>> Begin Extracted information
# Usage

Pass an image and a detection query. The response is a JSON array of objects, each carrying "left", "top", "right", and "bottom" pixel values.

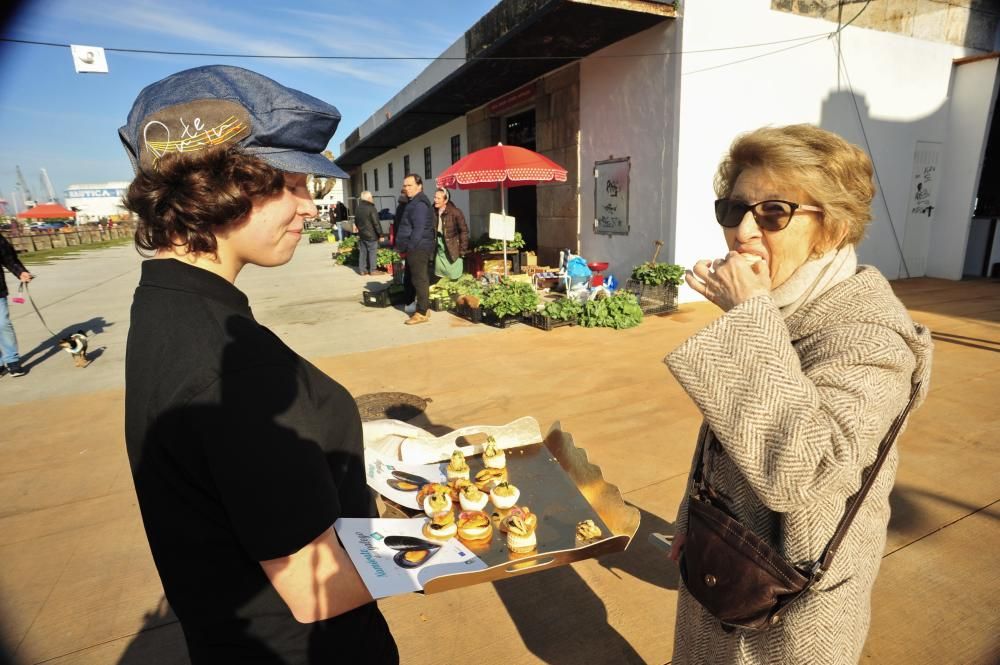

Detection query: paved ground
[
  {"left": 0, "top": 242, "right": 496, "bottom": 404},
  {"left": 0, "top": 245, "right": 1000, "bottom": 665}
]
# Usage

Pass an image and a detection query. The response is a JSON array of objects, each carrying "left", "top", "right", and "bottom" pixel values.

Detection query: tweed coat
[{"left": 666, "top": 266, "right": 932, "bottom": 665}]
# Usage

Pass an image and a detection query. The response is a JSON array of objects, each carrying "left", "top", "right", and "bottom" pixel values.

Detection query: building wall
[
  {"left": 579, "top": 21, "right": 680, "bottom": 284},
  {"left": 466, "top": 63, "right": 580, "bottom": 265},
  {"left": 351, "top": 117, "right": 469, "bottom": 222},
  {"left": 771, "top": 0, "right": 1000, "bottom": 51},
  {"left": 65, "top": 181, "right": 129, "bottom": 224},
  {"left": 927, "top": 53, "right": 1000, "bottom": 279},
  {"left": 672, "top": 0, "right": 970, "bottom": 299}
]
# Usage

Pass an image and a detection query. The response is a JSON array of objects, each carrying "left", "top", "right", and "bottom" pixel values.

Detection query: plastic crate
[
  {"left": 524, "top": 312, "right": 576, "bottom": 330},
  {"left": 625, "top": 279, "right": 677, "bottom": 316},
  {"left": 451, "top": 305, "right": 483, "bottom": 323},
  {"left": 361, "top": 284, "right": 406, "bottom": 307},
  {"left": 483, "top": 311, "right": 521, "bottom": 328}
]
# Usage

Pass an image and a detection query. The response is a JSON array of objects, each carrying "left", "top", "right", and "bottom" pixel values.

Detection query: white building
[
  {"left": 336, "top": 0, "right": 1000, "bottom": 298},
  {"left": 66, "top": 181, "right": 129, "bottom": 224}
]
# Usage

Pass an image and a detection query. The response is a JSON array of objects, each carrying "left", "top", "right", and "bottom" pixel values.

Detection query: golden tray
[{"left": 376, "top": 422, "right": 639, "bottom": 593}]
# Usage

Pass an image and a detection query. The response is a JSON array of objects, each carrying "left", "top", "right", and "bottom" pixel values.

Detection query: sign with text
[
  {"left": 594, "top": 157, "right": 631, "bottom": 235},
  {"left": 490, "top": 212, "right": 514, "bottom": 242}
]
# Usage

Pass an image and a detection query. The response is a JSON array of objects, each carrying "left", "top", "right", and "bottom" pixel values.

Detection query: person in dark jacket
[
  {"left": 396, "top": 173, "right": 437, "bottom": 326},
  {"left": 0, "top": 235, "right": 31, "bottom": 376},
  {"left": 389, "top": 187, "right": 410, "bottom": 247},
  {"left": 434, "top": 188, "right": 469, "bottom": 263},
  {"left": 354, "top": 191, "right": 382, "bottom": 275}
]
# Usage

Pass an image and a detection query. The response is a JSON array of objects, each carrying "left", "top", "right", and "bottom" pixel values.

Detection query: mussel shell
[
  {"left": 385, "top": 478, "right": 423, "bottom": 492},
  {"left": 382, "top": 536, "right": 441, "bottom": 552},
  {"left": 392, "top": 547, "right": 440, "bottom": 568}
]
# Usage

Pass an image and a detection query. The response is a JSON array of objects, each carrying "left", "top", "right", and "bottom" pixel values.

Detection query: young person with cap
[{"left": 119, "top": 66, "right": 399, "bottom": 664}]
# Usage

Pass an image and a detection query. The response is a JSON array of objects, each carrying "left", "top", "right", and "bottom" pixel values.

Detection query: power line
[{"left": 0, "top": 31, "right": 846, "bottom": 62}]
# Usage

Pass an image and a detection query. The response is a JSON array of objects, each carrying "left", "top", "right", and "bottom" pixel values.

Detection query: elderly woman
[
  {"left": 666, "top": 125, "right": 931, "bottom": 665},
  {"left": 119, "top": 66, "right": 399, "bottom": 664},
  {"left": 434, "top": 187, "right": 469, "bottom": 278}
]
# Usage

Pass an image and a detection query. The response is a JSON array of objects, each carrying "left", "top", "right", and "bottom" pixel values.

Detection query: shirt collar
[{"left": 139, "top": 259, "right": 252, "bottom": 316}]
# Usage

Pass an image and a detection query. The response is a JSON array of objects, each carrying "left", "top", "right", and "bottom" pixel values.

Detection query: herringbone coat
[{"left": 666, "top": 266, "right": 932, "bottom": 665}]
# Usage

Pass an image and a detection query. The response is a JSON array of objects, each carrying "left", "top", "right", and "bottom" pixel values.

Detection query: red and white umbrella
[{"left": 437, "top": 143, "right": 566, "bottom": 276}]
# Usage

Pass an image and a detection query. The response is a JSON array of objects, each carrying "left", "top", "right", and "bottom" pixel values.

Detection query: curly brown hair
[
  {"left": 125, "top": 146, "right": 285, "bottom": 254},
  {"left": 715, "top": 124, "right": 875, "bottom": 249}
]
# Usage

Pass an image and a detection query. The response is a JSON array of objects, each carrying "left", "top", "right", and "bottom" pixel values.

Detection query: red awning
[{"left": 17, "top": 203, "right": 76, "bottom": 219}]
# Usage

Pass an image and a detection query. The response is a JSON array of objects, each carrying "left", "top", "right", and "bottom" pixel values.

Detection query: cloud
[{"left": 48, "top": 2, "right": 408, "bottom": 86}]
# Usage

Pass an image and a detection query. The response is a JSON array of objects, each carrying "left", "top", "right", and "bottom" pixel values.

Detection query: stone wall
[
  {"left": 3, "top": 223, "right": 135, "bottom": 253},
  {"left": 771, "top": 0, "right": 1000, "bottom": 51},
  {"left": 466, "top": 64, "right": 580, "bottom": 265}
]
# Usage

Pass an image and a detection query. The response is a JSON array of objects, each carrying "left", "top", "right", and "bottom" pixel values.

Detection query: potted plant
[
  {"left": 482, "top": 279, "right": 538, "bottom": 328},
  {"left": 625, "top": 261, "right": 684, "bottom": 315},
  {"left": 525, "top": 298, "right": 583, "bottom": 330}
]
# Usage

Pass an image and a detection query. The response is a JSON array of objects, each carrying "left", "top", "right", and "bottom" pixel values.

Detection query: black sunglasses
[{"left": 715, "top": 199, "right": 823, "bottom": 231}]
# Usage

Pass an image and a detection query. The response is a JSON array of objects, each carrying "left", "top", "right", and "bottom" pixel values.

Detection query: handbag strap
[
  {"left": 812, "top": 382, "right": 920, "bottom": 580},
  {"left": 692, "top": 382, "right": 920, "bottom": 585}
]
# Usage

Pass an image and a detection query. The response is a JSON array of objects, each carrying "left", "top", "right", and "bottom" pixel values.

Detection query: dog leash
[{"left": 14, "top": 282, "right": 59, "bottom": 337}]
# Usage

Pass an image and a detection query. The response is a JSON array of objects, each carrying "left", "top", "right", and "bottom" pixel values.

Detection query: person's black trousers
[{"left": 406, "top": 250, "right": 434, "bottom": 314}]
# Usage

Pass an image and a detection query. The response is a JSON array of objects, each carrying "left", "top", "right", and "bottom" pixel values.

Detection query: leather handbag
[{"left": 680, "top": 383, "right": 920, "bottom": 630}]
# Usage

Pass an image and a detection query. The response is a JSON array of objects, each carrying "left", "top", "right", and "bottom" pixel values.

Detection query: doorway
[{"left": 504, "top": 109, "right": 538, "bottom": 251}]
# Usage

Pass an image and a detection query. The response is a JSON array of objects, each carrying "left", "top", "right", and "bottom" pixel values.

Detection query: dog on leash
[{"left": 59, "top": 330, "right": 87, "bottom": 367}]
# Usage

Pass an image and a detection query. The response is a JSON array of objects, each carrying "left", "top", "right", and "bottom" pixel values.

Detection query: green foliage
[
  {"left": 473, "top": 231, "right": 524, "bottom": 252},
  {"left": 632, "top": 262, "right": 684, "bottom": 286},
  {"left": 438, "top": 275, "right": 483, "bottom": 298},
  {"left": 577, "top": 291, "right": 642, "bottom": 329},
  {"left": 542, "top": 298, "right": 583, "bottom": 321},
  {"left": 482, "top": 279, "right": 538, "bottom": 317}
]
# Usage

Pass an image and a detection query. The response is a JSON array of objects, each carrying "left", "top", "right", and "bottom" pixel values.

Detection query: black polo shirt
[{"left": 125, "top": 259, "right": 398, "bottom": 665}]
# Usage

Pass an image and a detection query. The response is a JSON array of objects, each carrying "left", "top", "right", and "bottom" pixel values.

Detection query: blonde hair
[{"left": 715, "top": 124, "right": 875, "bottom": 249}]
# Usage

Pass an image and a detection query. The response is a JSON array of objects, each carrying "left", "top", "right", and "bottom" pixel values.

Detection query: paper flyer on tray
[
  {"left": 333, "top": 517, "right": 487, "bottom": 599},
  {"left": 365, "top": 448, "right": 448, "bottom": 510}
]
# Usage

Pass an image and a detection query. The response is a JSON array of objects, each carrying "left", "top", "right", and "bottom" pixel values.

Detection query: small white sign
[
  {"left": 69, "top": 44, "right": 108, "bottom": 74},
  {"left": 490, "top": 212, "right": 514, "bottom": 242},
  {"left": 333, "top": 517, "right": 487, "bottom": 599}
]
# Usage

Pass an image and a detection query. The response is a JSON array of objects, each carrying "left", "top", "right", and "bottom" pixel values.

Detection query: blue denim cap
[{"left": 118, "top": 65, "right": 349, "bottom": 178}]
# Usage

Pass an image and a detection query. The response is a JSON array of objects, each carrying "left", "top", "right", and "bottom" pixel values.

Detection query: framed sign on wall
[{"left": 594, "top": 157, "right": 631, "bottom": 235}]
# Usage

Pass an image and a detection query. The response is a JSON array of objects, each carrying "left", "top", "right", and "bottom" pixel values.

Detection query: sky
[{"left": 0, "top": 0, "right": 496, "bottom": 212}]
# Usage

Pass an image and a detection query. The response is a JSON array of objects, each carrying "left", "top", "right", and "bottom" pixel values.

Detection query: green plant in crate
[
  {"left": 428, "top": 277, "right": 458, "bottom": 309},
  {"left": 375, "top": 247, "right": 402, "bottom": 268},
  {"left": 542, "top": 298, "right": 583, "bottom": 321},
  {"left": 473, "top": 231, "right": 524, "bottom": 252},
  {"left": 482, "top": 279, "right": 538, "bottom": 318},
  {"left": 452, "top": 275, "right": 483, "bottom": 298},
  {"left": 577, "top": 291, "right": 642, "bottom": 329},
  {"left": 632, "top": 262, "right": 684, "bottom": 286}
]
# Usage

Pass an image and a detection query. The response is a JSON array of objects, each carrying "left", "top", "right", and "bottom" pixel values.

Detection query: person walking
[
  {"left": 0, "top": 235, "right": 32, "bottom": 376},
  {"left": 354, "top": 190, "right": 382, "bottom": 275},
  {"left": 396, "top": 173, "right": 437, "bottom": 326},
  {"left": 434, "top": 187, "right": 469, "bottom": 279},
  {"left": 119, "top": 65, "right": 399, "bottom": 665}
]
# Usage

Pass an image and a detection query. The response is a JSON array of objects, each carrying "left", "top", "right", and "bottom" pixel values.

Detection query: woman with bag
[
  {"left": 434, "top": 188, "right": 469, "bottom": 279},
  {"left": 665, "top": 125, "right": 931, "bottom": 665}
]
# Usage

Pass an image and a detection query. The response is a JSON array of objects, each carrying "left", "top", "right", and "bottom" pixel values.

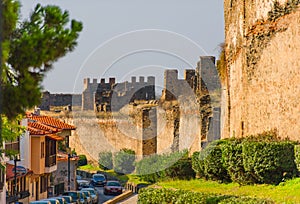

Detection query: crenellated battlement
[{"left": 82, "top": 76, "right": 155, "bottom": 111}]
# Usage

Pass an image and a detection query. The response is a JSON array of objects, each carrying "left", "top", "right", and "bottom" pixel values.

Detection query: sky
[{"left": 20, "top": 0, "right": 224, "bottom": 93}]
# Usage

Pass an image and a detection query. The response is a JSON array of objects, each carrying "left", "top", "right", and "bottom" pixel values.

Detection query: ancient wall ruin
[
  {"left": 221, "top": 0, "right": 300, "bottom": 140},
  {"left": 41, "top": 56, "right": 220, "bottom": 163}
]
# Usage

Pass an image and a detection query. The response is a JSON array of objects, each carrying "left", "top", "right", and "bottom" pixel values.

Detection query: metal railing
[
  {"left": 5, "top": 141, "right": 20, "bottom": 151},
  {"left": 45, "top": 154, "right": 56, "bottom": 167}
]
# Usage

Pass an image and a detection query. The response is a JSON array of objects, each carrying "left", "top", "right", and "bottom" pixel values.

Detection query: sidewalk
[{"left": 118, "top": 194, "right": 138, "bottom": 204}]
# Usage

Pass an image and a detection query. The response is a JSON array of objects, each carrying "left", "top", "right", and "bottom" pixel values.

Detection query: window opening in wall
[{"left": 41, "top": 142, "right": 45, "bottom": 158}]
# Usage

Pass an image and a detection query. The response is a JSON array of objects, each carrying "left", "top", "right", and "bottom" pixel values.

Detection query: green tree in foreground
[
  {"left": 0, "top": 0, "right": 82, "bottom": 164},
  {"left": 1, "top": 0, "right": 82, "bottom": 119}
]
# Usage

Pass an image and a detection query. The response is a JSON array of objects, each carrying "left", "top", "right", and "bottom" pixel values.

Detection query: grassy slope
[{"left": 155, "top": 178, "right": 300, "bottom": 203}]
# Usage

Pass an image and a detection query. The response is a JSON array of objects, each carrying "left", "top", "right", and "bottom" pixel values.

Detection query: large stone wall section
[{"left": 221, "top": 0, "right": 300, "bottom": 140}]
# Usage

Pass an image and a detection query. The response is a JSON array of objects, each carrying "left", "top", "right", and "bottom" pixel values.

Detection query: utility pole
[
  {"left": 14, "top": 155, "right": 20, "bottom": 201},
  {"left": 66, "top": 136, "right": 71, "bottom": 191}
]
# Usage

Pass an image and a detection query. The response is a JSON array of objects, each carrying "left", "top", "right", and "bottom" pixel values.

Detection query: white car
[{"left": 81, "top": 188, "right": 98, "bottom": 203}]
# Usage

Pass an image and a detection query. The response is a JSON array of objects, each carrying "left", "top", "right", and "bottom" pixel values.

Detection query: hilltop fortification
[{"left": 221, "top": 0, "right": 300, "bottom": 140}]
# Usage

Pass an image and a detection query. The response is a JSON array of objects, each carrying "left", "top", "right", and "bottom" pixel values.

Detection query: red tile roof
[
  {"left": 6, "top": 163, "right": 33, "bottom": 180},
  {"left": 46, "top": 134, "right": 64, "bottom": 141},
  {"left": 27, "top": 125, "right": 46, "bottom": 135}
]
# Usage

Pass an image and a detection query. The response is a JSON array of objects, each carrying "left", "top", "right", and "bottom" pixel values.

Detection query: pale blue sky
[{"left": 21, "top": 0, "right": 224, "bottom": 93}]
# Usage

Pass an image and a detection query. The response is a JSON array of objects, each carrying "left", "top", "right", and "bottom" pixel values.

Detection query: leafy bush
[
  {"left": 294, "top": 145, "right": 300, "bottom": 172},
  {"left": 219, "top": 197, "right": 275, "bottom": 204},
  {"left": 222, "top": 139, "right": 254, "bottom": 184},
  {"left": 99, "top": 152, "right": 113, "bottom": 170},
  {"left": 78, "top": 154, "right": 87, "bottom": 166},
  {"left": 165, "top": 156, "right": 195, "bottom": 180},
  {"left": 113, "top": 148, "right": 135, "bottom": 174},
  {"left": 242, "top": 141, "right": 297, "bottom": 184},
  {"left": 138, "top": 188, "right": 273, "bottom": 204},
  {"left": 135, "top": 151, "right": 191, "bottom": 183},
  {"left": 201, "top": 140, "right": 230, "bottom": 181},
  {"left": 192, "top": 152, "right": 205, "bottom": 177}
]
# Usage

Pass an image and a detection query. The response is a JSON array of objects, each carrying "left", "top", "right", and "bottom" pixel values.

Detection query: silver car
[
  {"left": 81, "top": 188, "right": 98, "bottom": 203},
  {"left": 79, "top": 190, "right": 93, "bottom": 204}
]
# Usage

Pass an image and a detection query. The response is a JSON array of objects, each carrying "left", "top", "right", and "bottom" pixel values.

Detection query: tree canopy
[
  {"left": 1, "top": 0, "right": 83, "bottom": 120},
  {"left": 0, "top": 0, "right": 83, "bottom": 158}
]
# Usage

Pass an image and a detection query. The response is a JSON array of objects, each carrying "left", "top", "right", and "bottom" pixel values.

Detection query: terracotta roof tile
[
  {"left": 6, "top": 163, "right": 33, "bottom": 180},
  {"left": 27, "top": 126, "right": 46, "bottom": 135},
  {"left": 46, "top": 134, "right": 64, "bottom": 141}
]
>> End Extracted information
Please pull out each line in the items above that contains the word "hair". Case matters.

Complete answer ::
Detection query: curly brown hair
Detection query: blonde hair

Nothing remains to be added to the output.